> [TASK BRIEF]:
Transcribe, word for word and with nothing extra, the line containing "of the stainless" and each line that comes after it in the entries.

> [INPUT DATA]:
● ● ● ●
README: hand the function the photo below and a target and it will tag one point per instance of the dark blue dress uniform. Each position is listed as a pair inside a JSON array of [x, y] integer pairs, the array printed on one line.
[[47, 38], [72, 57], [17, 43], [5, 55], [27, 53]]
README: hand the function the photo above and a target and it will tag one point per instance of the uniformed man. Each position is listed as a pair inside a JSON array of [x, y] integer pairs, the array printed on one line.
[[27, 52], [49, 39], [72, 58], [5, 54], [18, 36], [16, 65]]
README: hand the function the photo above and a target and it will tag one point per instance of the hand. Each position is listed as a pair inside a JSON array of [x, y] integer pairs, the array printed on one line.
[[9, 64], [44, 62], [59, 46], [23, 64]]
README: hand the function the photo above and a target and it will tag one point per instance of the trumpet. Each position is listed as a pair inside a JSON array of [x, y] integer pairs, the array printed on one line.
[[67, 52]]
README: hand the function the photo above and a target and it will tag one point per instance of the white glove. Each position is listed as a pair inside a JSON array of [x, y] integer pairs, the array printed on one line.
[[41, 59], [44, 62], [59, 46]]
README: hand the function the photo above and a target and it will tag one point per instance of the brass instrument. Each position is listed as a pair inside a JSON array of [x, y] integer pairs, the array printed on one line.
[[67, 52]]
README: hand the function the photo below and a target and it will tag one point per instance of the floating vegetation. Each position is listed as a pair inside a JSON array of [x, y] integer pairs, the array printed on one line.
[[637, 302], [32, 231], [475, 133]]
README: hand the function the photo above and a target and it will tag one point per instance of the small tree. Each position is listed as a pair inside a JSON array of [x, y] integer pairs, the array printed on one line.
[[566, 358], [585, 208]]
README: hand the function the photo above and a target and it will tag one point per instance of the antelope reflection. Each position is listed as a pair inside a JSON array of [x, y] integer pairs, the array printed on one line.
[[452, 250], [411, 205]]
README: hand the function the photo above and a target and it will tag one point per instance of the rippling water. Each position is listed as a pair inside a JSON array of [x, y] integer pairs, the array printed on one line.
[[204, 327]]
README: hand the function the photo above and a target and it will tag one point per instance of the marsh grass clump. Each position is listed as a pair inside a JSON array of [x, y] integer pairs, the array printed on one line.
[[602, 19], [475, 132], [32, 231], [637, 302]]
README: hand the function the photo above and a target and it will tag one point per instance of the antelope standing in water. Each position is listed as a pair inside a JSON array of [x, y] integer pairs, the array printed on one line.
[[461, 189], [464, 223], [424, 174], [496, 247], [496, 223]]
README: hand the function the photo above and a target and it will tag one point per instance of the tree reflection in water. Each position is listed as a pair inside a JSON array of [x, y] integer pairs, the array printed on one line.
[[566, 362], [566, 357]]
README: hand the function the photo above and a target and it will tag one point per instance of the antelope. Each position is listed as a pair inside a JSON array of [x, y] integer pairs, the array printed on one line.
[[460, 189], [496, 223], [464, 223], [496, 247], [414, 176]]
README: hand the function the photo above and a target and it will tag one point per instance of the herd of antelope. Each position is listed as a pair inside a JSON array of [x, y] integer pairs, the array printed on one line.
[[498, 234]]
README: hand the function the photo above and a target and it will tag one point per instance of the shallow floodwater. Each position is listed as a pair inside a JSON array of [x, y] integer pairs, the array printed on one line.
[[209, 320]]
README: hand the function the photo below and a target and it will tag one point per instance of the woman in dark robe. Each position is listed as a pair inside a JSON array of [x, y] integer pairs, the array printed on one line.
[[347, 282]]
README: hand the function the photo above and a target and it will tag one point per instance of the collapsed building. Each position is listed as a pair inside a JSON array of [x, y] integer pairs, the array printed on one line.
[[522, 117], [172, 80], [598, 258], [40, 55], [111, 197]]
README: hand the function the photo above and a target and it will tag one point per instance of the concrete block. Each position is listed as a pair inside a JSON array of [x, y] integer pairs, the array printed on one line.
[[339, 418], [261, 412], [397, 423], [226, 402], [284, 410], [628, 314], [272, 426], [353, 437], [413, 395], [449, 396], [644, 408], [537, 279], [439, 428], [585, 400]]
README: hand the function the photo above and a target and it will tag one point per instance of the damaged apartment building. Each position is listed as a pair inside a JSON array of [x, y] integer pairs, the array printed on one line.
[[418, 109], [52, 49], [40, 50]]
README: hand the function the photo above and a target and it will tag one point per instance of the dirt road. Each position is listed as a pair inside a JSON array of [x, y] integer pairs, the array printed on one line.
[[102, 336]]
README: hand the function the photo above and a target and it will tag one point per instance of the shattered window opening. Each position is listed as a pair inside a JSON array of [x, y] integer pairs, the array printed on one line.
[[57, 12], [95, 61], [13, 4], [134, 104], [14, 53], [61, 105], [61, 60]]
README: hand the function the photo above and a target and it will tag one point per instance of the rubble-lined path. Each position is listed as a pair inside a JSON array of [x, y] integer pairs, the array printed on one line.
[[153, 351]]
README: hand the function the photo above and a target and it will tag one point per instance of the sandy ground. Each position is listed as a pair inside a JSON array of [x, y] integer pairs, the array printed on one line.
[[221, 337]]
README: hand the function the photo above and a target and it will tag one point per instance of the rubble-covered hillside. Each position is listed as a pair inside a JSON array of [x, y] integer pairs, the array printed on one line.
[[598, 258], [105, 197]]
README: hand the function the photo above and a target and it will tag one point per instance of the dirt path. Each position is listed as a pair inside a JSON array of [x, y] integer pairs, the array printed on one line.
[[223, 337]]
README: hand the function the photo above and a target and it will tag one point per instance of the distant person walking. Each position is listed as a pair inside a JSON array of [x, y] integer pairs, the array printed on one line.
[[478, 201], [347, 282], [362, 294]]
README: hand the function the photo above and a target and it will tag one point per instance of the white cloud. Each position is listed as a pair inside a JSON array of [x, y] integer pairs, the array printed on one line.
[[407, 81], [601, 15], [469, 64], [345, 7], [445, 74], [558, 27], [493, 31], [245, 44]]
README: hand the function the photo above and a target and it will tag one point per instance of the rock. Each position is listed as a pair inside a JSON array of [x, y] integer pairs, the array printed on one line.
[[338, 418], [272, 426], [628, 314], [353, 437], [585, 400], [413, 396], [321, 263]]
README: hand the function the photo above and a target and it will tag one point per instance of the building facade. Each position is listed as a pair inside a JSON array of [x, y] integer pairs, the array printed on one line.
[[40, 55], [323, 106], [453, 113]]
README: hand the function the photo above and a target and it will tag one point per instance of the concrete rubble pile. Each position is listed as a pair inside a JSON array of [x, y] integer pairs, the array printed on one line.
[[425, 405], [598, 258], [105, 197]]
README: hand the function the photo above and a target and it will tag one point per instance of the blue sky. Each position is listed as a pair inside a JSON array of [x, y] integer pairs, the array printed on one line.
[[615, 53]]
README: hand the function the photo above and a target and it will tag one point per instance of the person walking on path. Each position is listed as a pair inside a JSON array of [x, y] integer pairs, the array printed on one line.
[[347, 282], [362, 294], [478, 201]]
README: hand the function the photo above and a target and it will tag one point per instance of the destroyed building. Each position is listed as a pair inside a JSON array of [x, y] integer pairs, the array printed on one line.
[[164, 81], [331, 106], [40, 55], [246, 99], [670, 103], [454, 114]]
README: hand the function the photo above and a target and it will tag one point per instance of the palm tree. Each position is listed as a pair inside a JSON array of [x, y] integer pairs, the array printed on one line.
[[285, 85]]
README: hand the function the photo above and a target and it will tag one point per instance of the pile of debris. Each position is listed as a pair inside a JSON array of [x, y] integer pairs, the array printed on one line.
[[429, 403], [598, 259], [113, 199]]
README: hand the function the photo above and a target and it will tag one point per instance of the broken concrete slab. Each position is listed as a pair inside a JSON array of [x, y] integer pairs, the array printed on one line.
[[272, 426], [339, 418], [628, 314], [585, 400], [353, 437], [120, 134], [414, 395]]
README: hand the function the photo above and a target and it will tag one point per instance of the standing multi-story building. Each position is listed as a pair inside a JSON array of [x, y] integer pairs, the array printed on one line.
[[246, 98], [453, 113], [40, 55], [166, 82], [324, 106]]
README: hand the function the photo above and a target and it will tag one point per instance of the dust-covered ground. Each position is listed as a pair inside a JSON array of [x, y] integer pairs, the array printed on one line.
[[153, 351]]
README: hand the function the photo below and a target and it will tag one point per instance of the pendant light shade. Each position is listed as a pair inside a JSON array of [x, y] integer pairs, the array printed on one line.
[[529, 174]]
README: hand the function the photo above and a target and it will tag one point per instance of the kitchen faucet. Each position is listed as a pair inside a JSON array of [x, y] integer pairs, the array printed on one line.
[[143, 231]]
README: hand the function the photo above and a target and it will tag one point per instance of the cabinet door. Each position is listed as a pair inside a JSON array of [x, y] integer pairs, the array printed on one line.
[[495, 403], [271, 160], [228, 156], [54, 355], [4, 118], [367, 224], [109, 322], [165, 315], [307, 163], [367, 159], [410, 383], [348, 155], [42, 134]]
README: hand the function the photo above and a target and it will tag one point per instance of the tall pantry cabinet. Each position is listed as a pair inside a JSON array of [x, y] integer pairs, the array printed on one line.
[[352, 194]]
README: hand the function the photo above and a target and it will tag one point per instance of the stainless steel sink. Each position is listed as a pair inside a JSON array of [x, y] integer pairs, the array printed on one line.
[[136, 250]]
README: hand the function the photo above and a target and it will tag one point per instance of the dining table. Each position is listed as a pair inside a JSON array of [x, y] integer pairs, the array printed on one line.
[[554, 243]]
● ● ● ●
> [YOUR SOLUTION]:
README: hand the function the photo above and a target and it will tag one point per instance of the stainless steel sink. Each position is listed as a pair inside a JSON array of [x, y] integer pairs, the array printed on one line.
[[136, 250]]
README: hand the function the photo above and a target and it will tag one point per instance of the dining table. Each position is listed as a pair inside a JSON array of [x, y] integer pairs, the array printed on one line.
[[554, 243]]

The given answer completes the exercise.